In my most recent campaign, I allowed players to take 4 languages for one proficiency slot as long as they were linguistically or geographically related. So for example, one player spoke Besherab, Opelenean, Old Opelenean, and Kemeshi.


Another helpful way of understanding the cultures is to see how they refer to the various gods.
Gods and Goddesses of Cybele



Krysea has no direct analog but it is similar to Thracia, Dacia, and Iberia. It is augged mountainous land with a pastoral people who are seen as slightly barbaric by Aurans.
Nicea is an analog of Greece.
Opelenea is an analog of The Levant and Middle East, loosely defined.
Nicea, Tirenea, and Krysea originally joined Aura as part of the Auran League to deal with marauding beastmen that had united under a warlord. Unable to defend themselves, they became client states, and then provinces.
“211 BE Cincanus completes the liberation of Nicea and Krysea, and places them under Auran administration. A garrison of legionaries is put in place to protect them against future incursions from the Waste.”
Opelenea does not come under Auran rule until 206 Imperial Year (417 years after 211 Before Empire) when it is captured from the Somirean Empire.
The default campaign begins in the Imperial Year 381. Nicea and Krysea are well-assimilated in the Empire but Opelenea has not been well-assimilated and retains a unique culture and strong ties to the Sunset Kingdoms to the West. It is a crossroads between West and East, much as the historical Middle East was.

◆ DATA ENTRIES:

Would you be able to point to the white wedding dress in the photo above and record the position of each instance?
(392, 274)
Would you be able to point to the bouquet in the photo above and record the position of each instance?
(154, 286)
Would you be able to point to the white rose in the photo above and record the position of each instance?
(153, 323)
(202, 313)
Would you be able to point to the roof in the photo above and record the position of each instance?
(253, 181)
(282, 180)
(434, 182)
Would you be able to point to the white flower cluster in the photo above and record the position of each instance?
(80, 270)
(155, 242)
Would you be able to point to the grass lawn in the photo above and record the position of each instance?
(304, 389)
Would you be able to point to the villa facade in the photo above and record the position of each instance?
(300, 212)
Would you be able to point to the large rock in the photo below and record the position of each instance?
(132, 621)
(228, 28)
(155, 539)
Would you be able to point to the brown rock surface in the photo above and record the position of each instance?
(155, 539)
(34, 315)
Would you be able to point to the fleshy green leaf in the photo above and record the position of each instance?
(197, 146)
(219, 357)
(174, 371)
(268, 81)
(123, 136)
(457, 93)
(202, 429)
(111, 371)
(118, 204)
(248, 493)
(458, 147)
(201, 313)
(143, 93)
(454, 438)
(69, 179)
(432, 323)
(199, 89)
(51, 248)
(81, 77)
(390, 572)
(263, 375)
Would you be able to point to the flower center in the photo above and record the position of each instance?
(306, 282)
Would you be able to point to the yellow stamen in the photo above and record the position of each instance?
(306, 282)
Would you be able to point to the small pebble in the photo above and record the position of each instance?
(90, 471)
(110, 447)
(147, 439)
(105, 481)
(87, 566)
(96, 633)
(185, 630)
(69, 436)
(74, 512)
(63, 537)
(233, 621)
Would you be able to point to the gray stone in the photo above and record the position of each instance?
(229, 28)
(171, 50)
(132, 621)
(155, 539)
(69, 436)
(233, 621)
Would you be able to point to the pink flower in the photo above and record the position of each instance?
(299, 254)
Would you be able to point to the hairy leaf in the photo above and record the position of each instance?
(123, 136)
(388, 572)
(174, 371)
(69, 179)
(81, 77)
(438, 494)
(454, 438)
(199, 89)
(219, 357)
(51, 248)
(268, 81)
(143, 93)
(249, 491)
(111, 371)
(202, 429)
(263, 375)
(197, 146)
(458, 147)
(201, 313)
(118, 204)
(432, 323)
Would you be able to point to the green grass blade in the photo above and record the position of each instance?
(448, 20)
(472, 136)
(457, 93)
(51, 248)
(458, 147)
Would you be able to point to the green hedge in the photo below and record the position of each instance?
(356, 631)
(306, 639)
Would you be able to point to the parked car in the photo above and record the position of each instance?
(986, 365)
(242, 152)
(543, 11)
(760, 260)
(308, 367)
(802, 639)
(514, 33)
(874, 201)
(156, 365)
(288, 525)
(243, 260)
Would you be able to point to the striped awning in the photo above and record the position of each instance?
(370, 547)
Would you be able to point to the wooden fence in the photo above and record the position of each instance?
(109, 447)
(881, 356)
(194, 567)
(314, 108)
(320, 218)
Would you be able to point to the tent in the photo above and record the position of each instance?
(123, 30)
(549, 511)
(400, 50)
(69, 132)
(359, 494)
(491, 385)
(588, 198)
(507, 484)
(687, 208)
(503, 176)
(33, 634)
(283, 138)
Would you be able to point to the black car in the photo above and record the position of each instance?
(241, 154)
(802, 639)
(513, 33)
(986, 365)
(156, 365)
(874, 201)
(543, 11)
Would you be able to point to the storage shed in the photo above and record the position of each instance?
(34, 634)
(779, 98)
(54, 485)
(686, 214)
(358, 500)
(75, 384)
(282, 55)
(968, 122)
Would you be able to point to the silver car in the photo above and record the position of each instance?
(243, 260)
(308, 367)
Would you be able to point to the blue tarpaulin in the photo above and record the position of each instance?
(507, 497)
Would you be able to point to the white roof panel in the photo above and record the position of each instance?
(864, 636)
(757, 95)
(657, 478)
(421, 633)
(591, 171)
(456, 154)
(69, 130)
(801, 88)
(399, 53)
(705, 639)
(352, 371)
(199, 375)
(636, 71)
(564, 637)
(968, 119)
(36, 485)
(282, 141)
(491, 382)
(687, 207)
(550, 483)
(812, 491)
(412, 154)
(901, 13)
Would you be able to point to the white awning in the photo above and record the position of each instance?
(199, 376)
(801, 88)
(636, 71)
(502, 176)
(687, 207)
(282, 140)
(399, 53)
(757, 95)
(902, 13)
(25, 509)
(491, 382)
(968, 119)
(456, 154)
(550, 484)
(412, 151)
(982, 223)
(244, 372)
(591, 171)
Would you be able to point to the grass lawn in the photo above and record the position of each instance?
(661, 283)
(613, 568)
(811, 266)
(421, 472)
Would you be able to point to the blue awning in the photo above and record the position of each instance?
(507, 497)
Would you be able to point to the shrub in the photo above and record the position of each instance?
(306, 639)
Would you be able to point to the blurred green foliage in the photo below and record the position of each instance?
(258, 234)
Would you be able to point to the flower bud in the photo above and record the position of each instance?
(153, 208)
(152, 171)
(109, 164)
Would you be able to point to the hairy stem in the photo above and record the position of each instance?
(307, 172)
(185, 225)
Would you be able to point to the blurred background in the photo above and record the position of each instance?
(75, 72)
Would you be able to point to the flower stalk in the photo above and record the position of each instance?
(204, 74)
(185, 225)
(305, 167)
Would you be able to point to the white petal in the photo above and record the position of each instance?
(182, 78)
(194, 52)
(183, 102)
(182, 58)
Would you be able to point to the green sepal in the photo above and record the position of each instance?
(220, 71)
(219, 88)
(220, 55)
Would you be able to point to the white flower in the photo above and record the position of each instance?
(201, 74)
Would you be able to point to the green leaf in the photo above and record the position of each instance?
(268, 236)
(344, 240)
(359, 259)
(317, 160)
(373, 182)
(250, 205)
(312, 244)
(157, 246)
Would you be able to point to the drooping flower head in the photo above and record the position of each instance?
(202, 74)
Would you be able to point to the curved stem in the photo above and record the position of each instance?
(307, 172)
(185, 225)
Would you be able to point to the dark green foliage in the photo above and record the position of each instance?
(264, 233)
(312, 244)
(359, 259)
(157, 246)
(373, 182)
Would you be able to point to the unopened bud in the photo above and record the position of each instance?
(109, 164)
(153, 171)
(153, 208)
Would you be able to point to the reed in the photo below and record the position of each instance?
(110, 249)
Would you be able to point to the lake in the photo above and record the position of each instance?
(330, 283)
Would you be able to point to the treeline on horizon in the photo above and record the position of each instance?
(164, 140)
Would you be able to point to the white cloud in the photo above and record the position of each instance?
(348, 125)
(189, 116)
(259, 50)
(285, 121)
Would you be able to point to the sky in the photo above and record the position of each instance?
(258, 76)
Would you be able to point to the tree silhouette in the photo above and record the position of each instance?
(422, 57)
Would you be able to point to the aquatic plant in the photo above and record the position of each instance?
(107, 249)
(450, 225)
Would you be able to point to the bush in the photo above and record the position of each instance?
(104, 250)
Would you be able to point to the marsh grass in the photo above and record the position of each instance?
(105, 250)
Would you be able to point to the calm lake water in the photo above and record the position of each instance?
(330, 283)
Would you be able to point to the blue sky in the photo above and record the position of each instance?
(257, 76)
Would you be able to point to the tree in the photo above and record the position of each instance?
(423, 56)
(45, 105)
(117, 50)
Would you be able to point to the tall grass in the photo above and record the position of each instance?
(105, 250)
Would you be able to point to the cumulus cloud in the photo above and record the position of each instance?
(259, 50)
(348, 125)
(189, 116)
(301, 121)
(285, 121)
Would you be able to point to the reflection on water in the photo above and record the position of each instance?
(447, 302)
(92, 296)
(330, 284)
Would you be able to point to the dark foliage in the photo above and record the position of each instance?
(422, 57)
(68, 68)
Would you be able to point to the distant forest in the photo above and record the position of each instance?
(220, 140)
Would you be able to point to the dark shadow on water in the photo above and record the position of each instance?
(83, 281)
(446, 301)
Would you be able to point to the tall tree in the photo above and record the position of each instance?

◆ WHAT TO DO:
A. According to the setting notes, in what Imperial Year does the default campaign begin?
B. Gather every line of the entries that contains the word "cloud". Case counts.

◆ ANSWERS TO EACH TASK:
A. Imperial Year 381.

B.
Would you be able to point to the white cloud in the photo above and record the position of each instance?
Would you be able to point to the cumulus cloud in the photo above and record the position of each instance?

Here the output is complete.